> **To do**:
Collect every line from the rows below that contains the string "Query", and copy each of those lines in full.

> **Stored rows**:

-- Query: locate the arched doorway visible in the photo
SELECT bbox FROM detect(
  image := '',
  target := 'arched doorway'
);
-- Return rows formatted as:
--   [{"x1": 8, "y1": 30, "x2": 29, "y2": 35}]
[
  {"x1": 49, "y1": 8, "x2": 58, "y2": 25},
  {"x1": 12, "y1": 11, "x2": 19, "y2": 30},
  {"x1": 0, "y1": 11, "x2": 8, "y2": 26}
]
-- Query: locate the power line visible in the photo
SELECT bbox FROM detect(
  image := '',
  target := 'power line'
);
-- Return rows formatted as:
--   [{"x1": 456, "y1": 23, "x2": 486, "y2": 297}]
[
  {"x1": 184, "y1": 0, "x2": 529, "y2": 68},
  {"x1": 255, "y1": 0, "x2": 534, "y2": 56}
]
* * *
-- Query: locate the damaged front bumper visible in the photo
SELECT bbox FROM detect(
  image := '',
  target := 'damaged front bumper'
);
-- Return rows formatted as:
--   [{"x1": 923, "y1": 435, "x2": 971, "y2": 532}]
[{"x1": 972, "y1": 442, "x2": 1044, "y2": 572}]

> **Output of the task**:
-- Query: locate the arched doorway visible in the photo
-- Query: locate the power line visible in the photo
-- Query: locate the damaged front bumper visible in the photo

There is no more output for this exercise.